Work item
Extract exactly the range of lines bounded by the line containing "Note to the class: find the rectangular" and the final line of the listing, both ends included, and no other lines.

Source records
--*--
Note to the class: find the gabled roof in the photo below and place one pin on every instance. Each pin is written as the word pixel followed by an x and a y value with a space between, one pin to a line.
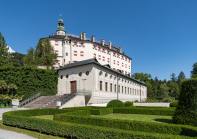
pixel 95 61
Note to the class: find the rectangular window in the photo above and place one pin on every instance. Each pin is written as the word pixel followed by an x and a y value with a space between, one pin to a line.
pixel 106 86
pixel 111 87
pixel 101 85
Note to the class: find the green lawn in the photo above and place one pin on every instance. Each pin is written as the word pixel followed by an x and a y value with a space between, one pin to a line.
pixel 48 117
pixel 138 117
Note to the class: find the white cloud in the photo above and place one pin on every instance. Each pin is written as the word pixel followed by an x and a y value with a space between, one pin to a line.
--*--
Result below
Note to the class: find the rectangular window in the photo above and place one pin on every instance. Each pin is written as the word pixel followed by an x and a y value with a space between, one pin to a line.
pixel 106 86
pixel 111 87
pixel 101 85
Note to the class: find the green lawn in the photo above and place one pin on every instance. Each pin is written as the word pixel followed by an x and a y value with a space between, one pin to a line.
pixel 48 117
pixel 138 117
Note to the class: find the white cloud in the photo above and place one pin on every instance. Each pin is written as the word pixel followed by an x and a y value with a space between, one pin to a line.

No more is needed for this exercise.